WHAT TO PRODUCE
Omit every image, and transcribe the remaining entries exactly as given.

────────

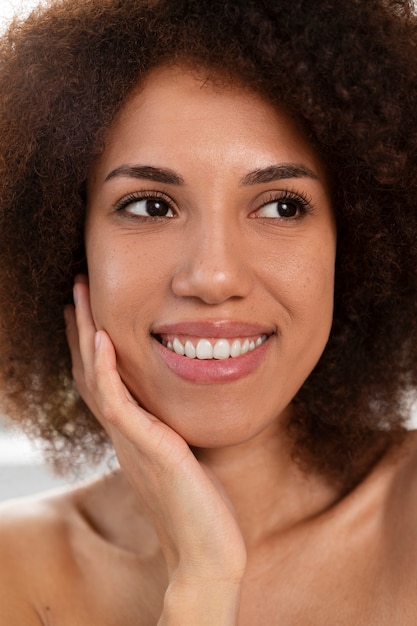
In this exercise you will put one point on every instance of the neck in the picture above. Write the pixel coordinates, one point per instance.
(268, 490)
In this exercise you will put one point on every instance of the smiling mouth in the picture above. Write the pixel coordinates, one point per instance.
(206, 349)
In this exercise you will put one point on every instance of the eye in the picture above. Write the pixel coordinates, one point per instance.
(278, 208)
(145, 206)
(286, 206)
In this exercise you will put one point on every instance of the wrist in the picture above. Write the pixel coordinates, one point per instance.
(201, 603)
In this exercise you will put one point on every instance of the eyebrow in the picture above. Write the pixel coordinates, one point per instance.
(278, 172)
(147, 172)
(164, 175)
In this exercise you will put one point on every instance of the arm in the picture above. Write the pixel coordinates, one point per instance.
(199, 536)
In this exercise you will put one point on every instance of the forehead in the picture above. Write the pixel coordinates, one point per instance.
(180, 114)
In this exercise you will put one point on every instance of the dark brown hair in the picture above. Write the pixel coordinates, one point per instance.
(347, 70)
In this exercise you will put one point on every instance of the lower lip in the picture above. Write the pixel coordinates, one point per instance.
(212, 370)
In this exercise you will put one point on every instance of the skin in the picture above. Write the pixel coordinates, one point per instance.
(231, 532)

────────

SOLVED EXERCISE
In this exercise you will put one point on every instance of the neck in the picture above. Write the pixel coordinates, one point per instance.
(268, 490)
In this exercise you will put one point on every instance of the smiling mouth in the picture above. Write the pixel coordinates, one point per instance.
(206, 349)
In this exercise you will put one point on every instance of the eye in the picture above. Write the pixel coordinates, one point per instance.
(278, 208)
(145, 206)
(286, 206)
In this exercise you will put one point on every instance of the wrist in the picture above. Write the pixel coordinates, one point per instance.
(201, 603)
In this exercise you will put one point on every instance of the eyebrow in the picture above. Write the pixel coordinates, one point per instance.
(278, 172)
(147, 172)
(164, 175)
In this exercise you will put one point on every instance of the arm in the picture above. Write the pixel coordinates, one point per instance.
(199, 536)
In this exercise you will put one point on every instance of the forehead in the picture above. Write the pixel coordinates, one point per instance.
(180, 114)
In this exercise you will put one point on every instance of the dark brown hair in the picture above. Write the pixel coordinates, one point per instance.
(347, 70)
In this exercise you will put one point on every instance of the lower lip in the picture above. Write the pixel coordinates, one point per instance.
(212, 370)
In this exercise you will put one point on every instance of the skin in the picture above. Write the pixel coordinates, one point per instance.
(231, 532)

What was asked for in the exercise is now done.